Teks Bacaan:

9.         Pemeriksaan Diagnostik
·           Glukosa darah sewaktu
·           Kadar glukosa darah puasa
·           Tes toleransi glukosa
Kriteria diagnostik WHO untuk diabetes mellitus pada sedikitnya 2 kali pemeriksaan:
-            Glukosa plasma sewaktu >200 mg/dl (11,1 mmol/L)
-            Glukosa plasma puasa >140 mg/dl (7,8 mmol/L)
-            Glukosa plasma dari sampel yang diambil 2 jam kemudian sesudah mengkonsumsi 75 gr karbohidrat (2 jam post prandial (pp) > 200 mg/dl

10.         Komplikasi Diabetes Melitus
Komplikasi diabetes mellitus diklasifikasikan menjadi akut dan kronis. Yang termasuk dalam komplikasi akut adalah hipoglikemia, diabetes ketoasidosis (DKA), dan hyperglycemic hyperosmolar nonketocic coma (HHNC). Yang termasuk dalam komplikasi kronis adalah retinopati diabetic, nefropati diabetic, neuropati, dislipidemia, dan hipertensi.
·      Komplikasi akut
a.         Diabetes ketoasidosis
       Diabetes ketoasidosis adalah akibat yang berat dari deficit insulin yang berat pada jaringan adipose, otot skeletal, dan hepar. Jaringan tersebut termasuk sangat sensitive terhadap kekurangan insulin. DKA dapat dicetuskan oleh infeksi ( penyakit)
·      Komplikasi kronis:
a.       Retinopati diabetic
Lesi paling awal yang timbul adalah mikroaneurism pada pembuluh retina. Terdapat pula bagian iskemik, yaitu retina akibat berkurangnya aliran darah retina. Respon terhadap iskemik retina ini adalah pembentukan pembuluh darah baru, tetapi pembuluh darah tersebut sangat rapuh sehingga mudah pecah dan dapat mengakibatkan perdarahan vitreous. Perdarahan ini bisa mengakibatkan ablasio retina atau berulang yang mengakibatkan kebutaan permanen.
b.      Nefropati diabetic
Lesi renal yang khas dari nefropati diabetic adalah glomerulosklerosis yang nodular yang tersebar dikedua ginjal yang disebut sindrom Kommelstiel-Wilson. Glomeruloskleriosis nodular dikaitkan dengan proteinuria, edema dan hipertensi. Lesi sindrom Kommelstiel-Wilson ditemukan hanya pada DM.
c.       Neuropati
Neuropati diabetic terjadi pada 60 – 70% individu DM. neuropati diabetic yang paling sering ditemukan adalah neuropati perifer dan autonomic.

Entri Kumpulan Data:

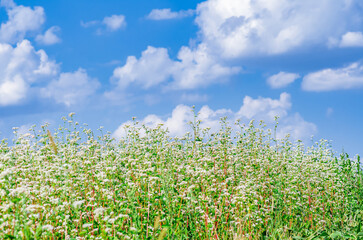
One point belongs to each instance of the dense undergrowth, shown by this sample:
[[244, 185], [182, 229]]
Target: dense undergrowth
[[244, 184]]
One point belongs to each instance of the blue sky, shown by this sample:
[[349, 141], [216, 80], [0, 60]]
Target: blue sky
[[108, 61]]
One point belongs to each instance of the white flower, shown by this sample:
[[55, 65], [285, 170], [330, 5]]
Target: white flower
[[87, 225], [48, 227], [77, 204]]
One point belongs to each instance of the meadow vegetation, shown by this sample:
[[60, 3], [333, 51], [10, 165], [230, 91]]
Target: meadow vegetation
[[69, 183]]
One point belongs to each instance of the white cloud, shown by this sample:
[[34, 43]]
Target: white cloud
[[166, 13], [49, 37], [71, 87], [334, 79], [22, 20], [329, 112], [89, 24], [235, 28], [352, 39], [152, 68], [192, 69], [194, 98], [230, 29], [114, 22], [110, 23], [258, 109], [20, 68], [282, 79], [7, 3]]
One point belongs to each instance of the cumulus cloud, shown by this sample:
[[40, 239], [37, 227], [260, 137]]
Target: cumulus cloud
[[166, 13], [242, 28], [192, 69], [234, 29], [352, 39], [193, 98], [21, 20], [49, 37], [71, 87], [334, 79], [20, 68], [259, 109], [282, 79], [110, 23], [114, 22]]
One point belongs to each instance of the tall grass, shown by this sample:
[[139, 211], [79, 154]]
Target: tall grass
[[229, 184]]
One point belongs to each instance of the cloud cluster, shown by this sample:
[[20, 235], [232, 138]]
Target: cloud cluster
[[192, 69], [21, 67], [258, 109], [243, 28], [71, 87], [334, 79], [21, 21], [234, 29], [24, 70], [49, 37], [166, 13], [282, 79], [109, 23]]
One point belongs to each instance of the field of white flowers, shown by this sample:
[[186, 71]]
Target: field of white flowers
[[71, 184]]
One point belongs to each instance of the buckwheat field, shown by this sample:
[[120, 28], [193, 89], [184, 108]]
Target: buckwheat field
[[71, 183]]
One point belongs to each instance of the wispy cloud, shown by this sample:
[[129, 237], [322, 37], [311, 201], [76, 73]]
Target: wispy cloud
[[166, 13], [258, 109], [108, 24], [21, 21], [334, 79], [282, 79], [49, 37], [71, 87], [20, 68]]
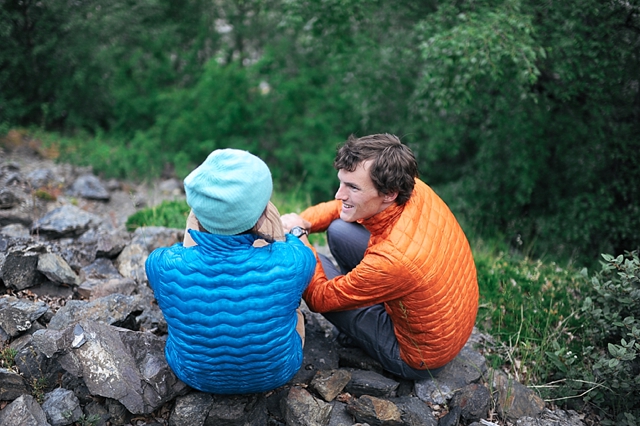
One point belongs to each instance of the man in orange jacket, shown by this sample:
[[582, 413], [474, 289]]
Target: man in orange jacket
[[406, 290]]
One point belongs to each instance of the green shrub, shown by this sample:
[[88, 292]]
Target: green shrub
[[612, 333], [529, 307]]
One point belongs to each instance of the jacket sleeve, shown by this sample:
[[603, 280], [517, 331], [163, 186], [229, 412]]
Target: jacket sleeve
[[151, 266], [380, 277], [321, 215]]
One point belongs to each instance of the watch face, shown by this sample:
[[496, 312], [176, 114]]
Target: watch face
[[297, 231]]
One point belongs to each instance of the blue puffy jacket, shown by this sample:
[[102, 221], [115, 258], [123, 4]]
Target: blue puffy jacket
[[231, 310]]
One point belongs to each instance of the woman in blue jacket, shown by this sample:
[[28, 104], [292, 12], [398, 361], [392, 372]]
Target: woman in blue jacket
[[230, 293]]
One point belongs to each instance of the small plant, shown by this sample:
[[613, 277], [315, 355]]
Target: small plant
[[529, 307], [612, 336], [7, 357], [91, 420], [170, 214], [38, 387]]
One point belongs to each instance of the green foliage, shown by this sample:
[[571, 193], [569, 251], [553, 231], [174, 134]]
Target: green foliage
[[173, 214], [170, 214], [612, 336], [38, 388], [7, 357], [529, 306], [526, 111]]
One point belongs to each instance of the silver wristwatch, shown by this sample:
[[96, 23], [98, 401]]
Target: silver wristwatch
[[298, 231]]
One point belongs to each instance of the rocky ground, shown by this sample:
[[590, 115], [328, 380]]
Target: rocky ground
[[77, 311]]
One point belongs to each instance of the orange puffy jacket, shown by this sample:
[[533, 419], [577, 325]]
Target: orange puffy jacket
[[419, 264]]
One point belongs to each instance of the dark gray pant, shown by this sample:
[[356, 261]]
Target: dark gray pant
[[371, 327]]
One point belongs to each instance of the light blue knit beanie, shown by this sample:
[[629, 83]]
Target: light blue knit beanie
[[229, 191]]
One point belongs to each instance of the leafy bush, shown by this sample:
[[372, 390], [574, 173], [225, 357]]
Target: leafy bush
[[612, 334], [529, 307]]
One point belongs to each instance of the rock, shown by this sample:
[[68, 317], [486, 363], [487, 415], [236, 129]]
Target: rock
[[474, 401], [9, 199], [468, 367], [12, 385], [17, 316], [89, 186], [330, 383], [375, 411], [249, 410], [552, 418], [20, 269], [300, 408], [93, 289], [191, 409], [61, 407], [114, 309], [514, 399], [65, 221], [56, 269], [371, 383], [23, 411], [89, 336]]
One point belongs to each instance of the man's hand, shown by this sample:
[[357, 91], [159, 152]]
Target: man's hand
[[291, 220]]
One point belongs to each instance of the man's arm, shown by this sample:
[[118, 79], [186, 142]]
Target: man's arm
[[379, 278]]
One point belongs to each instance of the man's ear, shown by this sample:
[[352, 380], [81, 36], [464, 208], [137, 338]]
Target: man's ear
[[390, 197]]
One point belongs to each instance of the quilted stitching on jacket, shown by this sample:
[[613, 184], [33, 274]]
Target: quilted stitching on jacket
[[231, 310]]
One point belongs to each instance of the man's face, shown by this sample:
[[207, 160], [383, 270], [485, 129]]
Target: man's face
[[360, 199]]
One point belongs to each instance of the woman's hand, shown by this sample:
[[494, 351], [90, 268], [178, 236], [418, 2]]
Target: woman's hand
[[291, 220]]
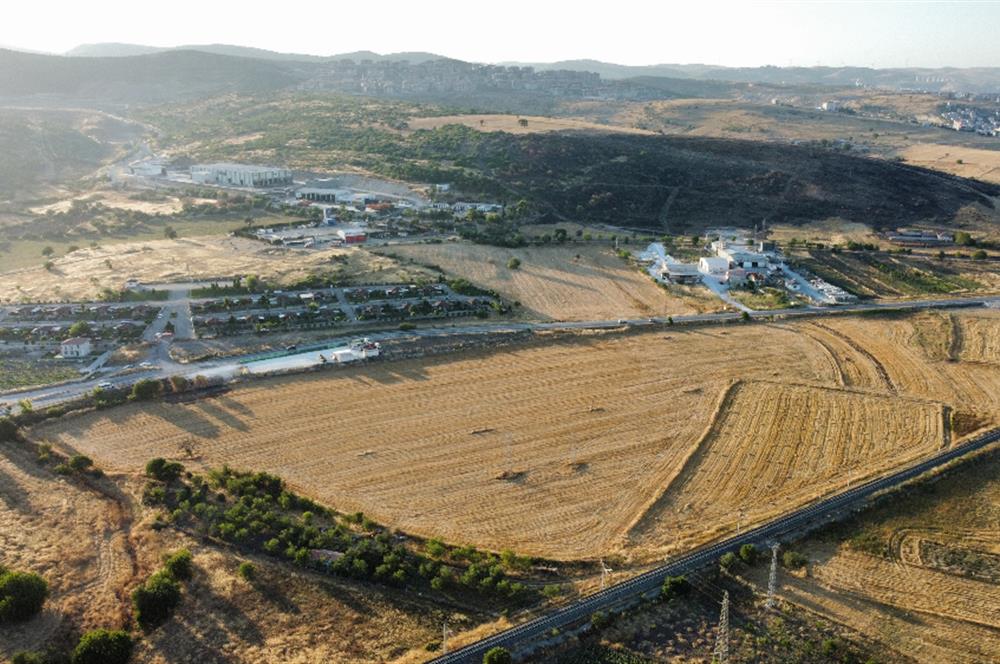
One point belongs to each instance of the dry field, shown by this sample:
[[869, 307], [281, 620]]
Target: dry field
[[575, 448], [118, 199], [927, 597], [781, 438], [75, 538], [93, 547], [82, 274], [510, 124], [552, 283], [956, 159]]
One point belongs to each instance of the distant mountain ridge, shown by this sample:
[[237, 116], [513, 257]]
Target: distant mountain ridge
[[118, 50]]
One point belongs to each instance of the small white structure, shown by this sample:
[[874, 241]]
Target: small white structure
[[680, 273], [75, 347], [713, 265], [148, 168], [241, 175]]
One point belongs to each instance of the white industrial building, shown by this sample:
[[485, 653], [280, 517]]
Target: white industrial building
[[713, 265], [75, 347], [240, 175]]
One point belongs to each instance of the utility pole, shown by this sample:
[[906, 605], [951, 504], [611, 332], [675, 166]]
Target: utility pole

Tugas yang Dikerjakan:
**a.** Berdasarkan teks bacaan tentang diabetes melitus, jelaskan dalam satu sampai tiga kalimat mengapa pembuluh darah baru pada retinopati diabetic dapat menimbulkan perdarahan vitreous.
**b.** Ubah paragraf dalam teks bacaan tentang diabetes melitus yang diawali "Komplikasi diabetes mellitus diklasifikasikan" menjadi daftar berbutir dengan tetap mempertahankan fakta utamanya.
**c.** Tuliskan lanjutan teks bacaan tentang diabetes melitus, dimulai setelah kalimat terakhirnya.

Jawaban per Tugas:
**a.** Iskemik retina memicu pembentukan pembuluh darah baru. Pembuluh darah tersebut sangat rapuh sehingga mudah pecah dan dapat mengakibatkan perdarahan vitreous.

**b.**
- Komplikasi diabetes mellitus terbagi menjadi akut dan kronis.
- Komplikasi akut: hipoglikemia, diabetes ketoasidosis (DKA), dan hyperglycemic hyperosmolar nonketocic coma (HHNC).
- Komplikasi kronis: retinopati diabetic, nefropati diabetic, neuropati, dislipidemia, dan hipertensi.

**c.**
d.      Displidemia
Lima puluh persen individu dengan DM mengalami dislipidemia.
e.       Hipertensi
Hipertensi pada pasien dengan DM tipe 1 menunjukkan penyakit ginjal, mikroalbuminuria, atau proteinuria. Pada pasien dengan DM tipe 2, hipertensi bisa menjadi hipertensi esensial. Hipertensi harus secepat mungkin diketahuin dan ditangani karena bisa memperberat retinopati, nepropati, dan penyakit makrovaskular.
f.       Kaki diabetic
Ada tiga factor yang berperan dalam kaki diabetic yaitu neuropati, iskemia, dan sepsis. Biasanya amputasi harus dilakukan. Hilanggnya sensori pada kaki mengakibatkan trauma dan potensial untuk ulkus. Perubahan mikrovaskuler dan makrovaskuler dapat mengakibatkan iskemia jaringan dan sepsis. Neuropati, iskemia, dan sepsis bisa menyebabkan gangrene dan amputasi.
g.      Hipoglikemia
Hipoglikemia adalah keadaan dengan kadar glukosa darah di bawah 60 mg/dl, yang merupakan komplikasi potensial terapi insulin atau obat hipoglikemik oral. Penyebab hipoglikemia pada pasien sedang menerima pengobatan insulin eksogen atau hipoglikemik oral.

B.     Konsep Asuhan Keperawatan
1.         Pengkajian
a.    Riwayat Kesehatan Keluarga
Adakah keluarga yang menderita penyakit seperti klien ?
b.    Riwayat Kesehatan Pasien dan Pengobatan Sebelumnya
Berapa lama klien menderita DM, bagaimana penanganannya, mendapat terapi insulin jenis apa, bagaimana cara minum obatnya apakah teratur atau tidak, apa saja yang dilakukan klien untuk menanggulangi penyakitnya.
c.    Aktivitas/ Istirahat :
Letih, Lemah, Sulit Bergerak / berjalan, kram otot, tonus otot menurun.
d.   Sirkulasi
Adakah riwayat hipertensi,AMI, klaudikasi, kebas, kesemutan pada ekstremitas, ulkus pada kaki yang penyembuhannya lama, takikardi, perubahan tekanan darah
e.    Integritas Ego
Stress, ansietas
f.     Eliminasi
Perubahan pola berkemih ( poliuria, nokturia, anuria ), diare
g.    Makanan / Cairan
Anoreksia, mual muntah, tidak mengikuti diet, penurunan berat badan, haus, penggunaan diuretik.
h.    Neurosensori
Pusing, sakit kepala, kesemutan, kebas kelemahan pada otot, parestesia, gangguan penglihatan.
i.      Nyeri / Kenyamanan
Abdomen tegang, nyeri (sedang / berat)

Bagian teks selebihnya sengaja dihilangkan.